*** Opening of Records supplied ***
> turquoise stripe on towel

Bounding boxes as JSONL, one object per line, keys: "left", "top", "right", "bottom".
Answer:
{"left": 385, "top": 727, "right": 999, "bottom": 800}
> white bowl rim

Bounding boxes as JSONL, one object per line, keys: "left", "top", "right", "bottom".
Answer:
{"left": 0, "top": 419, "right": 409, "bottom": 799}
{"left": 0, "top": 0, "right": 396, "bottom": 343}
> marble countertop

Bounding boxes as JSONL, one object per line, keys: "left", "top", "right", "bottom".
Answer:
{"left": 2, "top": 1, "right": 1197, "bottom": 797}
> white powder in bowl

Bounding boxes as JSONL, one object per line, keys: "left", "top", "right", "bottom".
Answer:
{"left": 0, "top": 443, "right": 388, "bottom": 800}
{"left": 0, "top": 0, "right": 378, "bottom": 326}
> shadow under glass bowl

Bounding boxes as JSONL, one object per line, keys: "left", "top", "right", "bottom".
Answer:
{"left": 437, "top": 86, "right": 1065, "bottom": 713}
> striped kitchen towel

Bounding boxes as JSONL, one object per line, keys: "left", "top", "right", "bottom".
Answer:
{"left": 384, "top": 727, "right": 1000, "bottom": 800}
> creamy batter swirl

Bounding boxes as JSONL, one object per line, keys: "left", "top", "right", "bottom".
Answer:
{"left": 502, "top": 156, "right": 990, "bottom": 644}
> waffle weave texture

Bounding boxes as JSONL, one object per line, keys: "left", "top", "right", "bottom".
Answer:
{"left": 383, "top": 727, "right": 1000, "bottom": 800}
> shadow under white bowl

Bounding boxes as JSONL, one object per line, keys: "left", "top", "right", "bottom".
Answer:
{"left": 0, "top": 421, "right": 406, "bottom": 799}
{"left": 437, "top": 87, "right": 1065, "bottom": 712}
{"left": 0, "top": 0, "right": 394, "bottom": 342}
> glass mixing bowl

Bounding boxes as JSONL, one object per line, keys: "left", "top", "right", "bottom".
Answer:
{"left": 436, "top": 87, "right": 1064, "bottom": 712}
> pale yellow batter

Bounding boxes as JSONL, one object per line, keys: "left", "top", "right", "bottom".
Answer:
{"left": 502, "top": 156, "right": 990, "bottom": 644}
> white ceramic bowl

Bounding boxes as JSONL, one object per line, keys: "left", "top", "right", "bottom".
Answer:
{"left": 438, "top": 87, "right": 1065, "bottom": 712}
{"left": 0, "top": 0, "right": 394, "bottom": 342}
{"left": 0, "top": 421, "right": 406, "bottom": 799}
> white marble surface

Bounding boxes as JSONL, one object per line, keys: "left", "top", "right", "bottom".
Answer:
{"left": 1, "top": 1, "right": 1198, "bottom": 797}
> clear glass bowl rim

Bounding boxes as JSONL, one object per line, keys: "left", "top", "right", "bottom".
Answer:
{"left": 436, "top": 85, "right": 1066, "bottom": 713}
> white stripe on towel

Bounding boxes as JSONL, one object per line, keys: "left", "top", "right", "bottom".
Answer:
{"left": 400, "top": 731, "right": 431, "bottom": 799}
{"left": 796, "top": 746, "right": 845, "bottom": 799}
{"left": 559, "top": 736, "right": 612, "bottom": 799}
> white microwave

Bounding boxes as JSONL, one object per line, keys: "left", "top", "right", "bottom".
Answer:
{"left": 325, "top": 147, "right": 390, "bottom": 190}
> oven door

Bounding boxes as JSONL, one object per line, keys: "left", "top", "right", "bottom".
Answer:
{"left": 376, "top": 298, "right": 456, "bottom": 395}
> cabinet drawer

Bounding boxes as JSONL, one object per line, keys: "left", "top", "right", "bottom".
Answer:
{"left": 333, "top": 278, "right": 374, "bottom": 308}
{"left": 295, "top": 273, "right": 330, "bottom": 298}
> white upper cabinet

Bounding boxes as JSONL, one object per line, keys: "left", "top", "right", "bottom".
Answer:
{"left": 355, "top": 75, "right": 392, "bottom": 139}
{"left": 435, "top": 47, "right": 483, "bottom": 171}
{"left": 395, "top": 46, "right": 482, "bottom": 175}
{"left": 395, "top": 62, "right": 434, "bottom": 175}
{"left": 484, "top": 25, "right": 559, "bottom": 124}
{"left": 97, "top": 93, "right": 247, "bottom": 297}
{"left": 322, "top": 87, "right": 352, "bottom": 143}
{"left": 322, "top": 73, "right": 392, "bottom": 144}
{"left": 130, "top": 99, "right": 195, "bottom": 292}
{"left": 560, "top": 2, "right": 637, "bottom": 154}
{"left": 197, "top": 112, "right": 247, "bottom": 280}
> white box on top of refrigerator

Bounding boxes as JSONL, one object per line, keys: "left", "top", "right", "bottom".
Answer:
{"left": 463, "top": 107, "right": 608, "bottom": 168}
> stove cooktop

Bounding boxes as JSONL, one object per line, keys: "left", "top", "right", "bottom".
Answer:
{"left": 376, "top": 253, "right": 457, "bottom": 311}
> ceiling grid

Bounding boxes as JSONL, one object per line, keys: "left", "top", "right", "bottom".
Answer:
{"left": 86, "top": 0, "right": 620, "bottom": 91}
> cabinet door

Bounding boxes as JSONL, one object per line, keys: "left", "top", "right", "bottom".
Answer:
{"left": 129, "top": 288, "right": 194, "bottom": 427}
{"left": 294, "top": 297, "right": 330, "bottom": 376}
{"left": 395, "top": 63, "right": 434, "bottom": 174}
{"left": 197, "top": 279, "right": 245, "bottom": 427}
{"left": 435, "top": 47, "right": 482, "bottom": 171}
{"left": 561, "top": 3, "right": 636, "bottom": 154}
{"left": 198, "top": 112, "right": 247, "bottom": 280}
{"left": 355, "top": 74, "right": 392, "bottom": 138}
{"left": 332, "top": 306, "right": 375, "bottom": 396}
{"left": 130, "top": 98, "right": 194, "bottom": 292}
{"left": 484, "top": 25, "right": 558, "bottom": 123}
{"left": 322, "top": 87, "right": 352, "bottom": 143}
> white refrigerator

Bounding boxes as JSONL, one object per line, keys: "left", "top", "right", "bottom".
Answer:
*** Close of Records supplied ***
## [Required work]
Copy down the material exactly as written.

## [Written response]
> turquoise stripe on towel

Bounding boxes as JSONL, one object per line, keys: "left", "top", "right", "bottom".
Answer:
{"left": 385, "top": 727, "right": 999, "bottom": 800}
> white bowl rim

Bounding boxes as JSONL, one object per line, keys: "left", "top", "right", "bottom".
Answer:
{"left": 0, "top": 419, "right": 409, "bottom": 799}
{"left": 0, "top": 0, "right": 396, "bottom": 343}
> marble countertop

Bounding boxes as JSONL, one object per line, keys: "left", "top", "right", "bottom".
Answer:
{"left": 2, "top": 1, "right": 1197, "bottom": 797}
> white powder in bowl

Bounding boxes as JSONL, one object per line, keys: "left", "top", "right", "bottom".
Answer:
{"left": 0, "top": 443, "right": 388, "bottom": 800}
{"left": 0, "top": 0, "right": 378, "bottom": 326}
> shadow under glass bowl

Bounding boxes as JSONL, one object per line, keys: "left", "top", "right", "bottom".
Answer:
{"left": 437, "top": 86, "right": 1065, "bottom": 713}
> striped kitchen towel

Bounding boxes as JSONL, one object per line, keys: "left", "top", "right", "bottom".
Answer:
{"left": 384, "top": 727, "right": 1000, "bottom": 800}
> creamy batter swirl

Bounding boxes as JSONL, one object per line, keys: "left", "top", "right", "bottom".
Answer:
{"left": 502, "top": 156, "right": 990, "bottom": 644}
> waffle weave texture

Bounding boxes as JSONL, one object per line, keys: "left", "top", "right", "bottom".
Answer:
{"left": 383, "top": 727, "right": 1000, "bottom": 800}
> shadow under white bowl

Bounding boxes as JSONL, one object per line, keys: "left", "top", "right", "bottom".
Answer:
{"left": 0, "top": 421, "right": 406, "bottom": 799}
{"left": 437, "top": 87, "right": 1065, "bottom": 712}
{"left": 0, "top": 0, "right": 394, "bottom": 342}
> glass mixing bowl

Bounding boxes as JSONL, one object per line, keys: "left", "top", "right", "bottom".
Answer:
{"left": 436, "top": 87, "right": 1064, "bottom": 712}
> pale yellow batter

Bounding boxes as JSONL, one object per line, keys: "left", "top", "right", "bottom".
Answer:
{"left": 502, "top": 156, "right": 990, "bottom": 644}
> white ceramic bowl

Bounding boxes as JSONL, one object per line, keys: "left", "top", "right", "bottom".
Answer:
{"left": 438, "top": 87, "right": 1065, "bottom": 712}
{"left": 0, "top": 0, "right": 394, "bottom": 342}
{"left": 0, "top": 421, "right": 406, "bottom": 799}
> white marble surface

Bounding boxes as JSONL, one object per line, keys: "left", "top", "right", "bottom".
Answer:
{"left": 1, "top": 1, "right": 1198, "bottom": 797}
> clear glass bowl rim

Bounding boxes as JSONL, one object per line, keys: "left", "top", "right", "bottom".
Answer:
{"left": 436, "top": 85, "right": 1066, "bottom": 713}
> white stripe on towel

Bounding boxes as JSONL, one object per line, keys: "left", "top", "right", "bottom".
Answer:
{"left": 400, "top": 731, "right": 431, "bottom": 799}
{"left": 796, "top": 746, "right": 845, "bottom": 799}
{"left": 559, "top": 736, "right": 612, "bottom": 799}
> white microwave

Bounding boxes as JSONL, one object per line, keys: "left", "top", "right", "bottom".
Answer:
{"left": 325, "top": 147, "right": 390, "bottom": 190}
> oven door

Bounding boxes as JSONL, one object per line, keys: "left", "top", "right", "bottom".
Answer:
{"left": 376, "top": 298, "right": 456, "bottom": 395}
> cabinet drawer

Bounding boxes as JSONL, one object per line, keys: "left", "top", "right", "bottom".
Answer:
{"left": 333, "top": 278, "right": 374, "bottom": 308}
{"left": 295, "top": 273, "right": 330, "bottom": 298}
> white upper cabinet

Bounding boxes as JSONL, one object per line, keys: "left", "top", "right", "bottom".
Answer:
{"left": 355, "top": 75, "right": 392, "bottom": 139}
{"left": 435, "top": 47, "right": 483, "bottom": 171}
{"left": 395, "top": 46, "right": 482, "bottom": 175}
{"left": 395, "top": 62, "right": 434, "bottom": 175}
{"left": 484, "top": 25, "right": 559, "bottom": 124}
{"left": 97, "top": 93, "right": 247, "bottom": 297}
{"left": 322, "top": 87, "right": 352, "bottom": 143}
{"left": 322, "top": 73, "right": 392, "bottom": 144}
{"left": 130, "top": 99, "right": 195, "bottom": 292}
{"left": 560, "top": 2, "right": 637, "bottom": 154}
{"left": 197, "top": 112, "right": 247, "bottom": 280}
> white box on top of refrigerator

Bounding boxes as JSONL, one object per line, keys: "left", "top", "right", "bottom".
Answer:
{"left": 463, "top": 107, "right": 608, "bottom": 168}
> stove cooktop

Bounding boxes as JSONL, one object per line, keys: "left", "top", "right", "bottom".
Answer:
{"left": 376, "top": 253, "right": 457, "bottom": 311}
> ceiling grid

Bounding boxes as JSONL, one object per line, keys: "left", "top", "right", "bottom".
Answer:
{"left": 86, "top": 0, "right": 620, "bottom": 91}
> cabinet door

Bounding boxes as JSONL, one object per line, keys: "left", "top", "right", "bottom".
Answer:
{"left": 129, "top": 288, "right": 194, "bottom": 427}
{"left": 294, "top": 297, "right": 330, "bottom": 376}
{"left": 395, "top": 63, "right": 434, "bottom": 174}
{"left": 197, "top": 279, "right": 245, "bottom": 427}
{"left": 435, "top": 47, "right": 482, "bottom": 171}
{"left": 561, "top": 3, "right": 636, "bottom": 154}
{"left": 198, "top": 112, "right": 247, "bottom": 280}
{"left": 355, "top": 74, "right": 392, "bottom": 138}
{"left": 332, "top": 306, "right": 375, "bottom": 396}
{"left": 130, "top": 98, "right": 194, "bottom": 292}
{"left": 484, "top": 25, "right": 558, "bottom": 123}
{"left": 322, "top": 87, "right": 352, "bottom": 143}
> white refrigerator

Bounding boxes as JSONL, one object per line, keys: "left", "top", "right", "bottom".
Answer:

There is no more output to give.